Quote all of the entries word for word.

--*--

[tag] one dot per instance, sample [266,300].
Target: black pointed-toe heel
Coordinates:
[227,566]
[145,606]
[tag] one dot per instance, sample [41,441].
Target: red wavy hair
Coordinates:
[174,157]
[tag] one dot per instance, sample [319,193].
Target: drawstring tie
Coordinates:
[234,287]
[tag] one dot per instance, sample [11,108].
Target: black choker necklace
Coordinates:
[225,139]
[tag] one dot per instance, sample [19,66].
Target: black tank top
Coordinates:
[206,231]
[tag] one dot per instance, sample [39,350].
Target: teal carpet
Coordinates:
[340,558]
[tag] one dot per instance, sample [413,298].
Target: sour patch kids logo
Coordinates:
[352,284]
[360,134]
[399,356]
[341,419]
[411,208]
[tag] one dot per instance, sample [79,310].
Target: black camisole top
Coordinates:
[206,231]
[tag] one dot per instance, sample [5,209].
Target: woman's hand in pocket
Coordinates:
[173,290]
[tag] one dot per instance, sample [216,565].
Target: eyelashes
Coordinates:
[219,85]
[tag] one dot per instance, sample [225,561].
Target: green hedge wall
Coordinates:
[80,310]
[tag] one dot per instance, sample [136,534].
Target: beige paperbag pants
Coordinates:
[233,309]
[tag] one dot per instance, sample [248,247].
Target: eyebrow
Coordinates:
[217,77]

--*--

Answer to this problem:
[tag] one dot per instance, sample [266,300].
Target: black pointed-toe heel
Coordinates:
[227,566]
[145,606]
[tag] one dot per instance, sample [41,441].
Target: red wavy hair
Coordinates:
[174,157]
[tag] one dot per instance, sample [319,193].
Target: drawstring tie
Coordinates:
[234,287]
[tag] one dot per instance, sample [11,108].
Target: black choker necklace
Coordinates:
[225,139]
[tag] one dot per instance, sample [19,66].
Target: black tank top
Coordinates:
[206,231]
[tag] one dot per instance, sample [39,350].
Target: teal carpet
Coordinates:
[340,558]
[tag] one dot per instance, sample [413,298].
Target: sour patch kids logo
Coordinates:
[352,284]
[360,134]
[399,356]
[341,419]
[411,208]
[tag] one dot per instance, sample [79,310].
Target: black camisole top
Coordinates:
[206,231]
[tag] one dot per instance, sample [5,209].
Target: woman's hand in pocket
Coordinates:
[173,290]
[tag] one dot per instance, sample [216,565].
Target: eyelashes
Coordinates:
[219,85]
[tag] one dot per instance, sample [225,561].
Target: green hedge wall
Coordinates:
[80,310]
[tag] one dot per instance, sample [136,534].
Target: beige paperbag pants
Coordinates:
[233,309]
[tag] one dot per instance, sample [248,247].
Target: eyebrow
Coordinates:
[217,77]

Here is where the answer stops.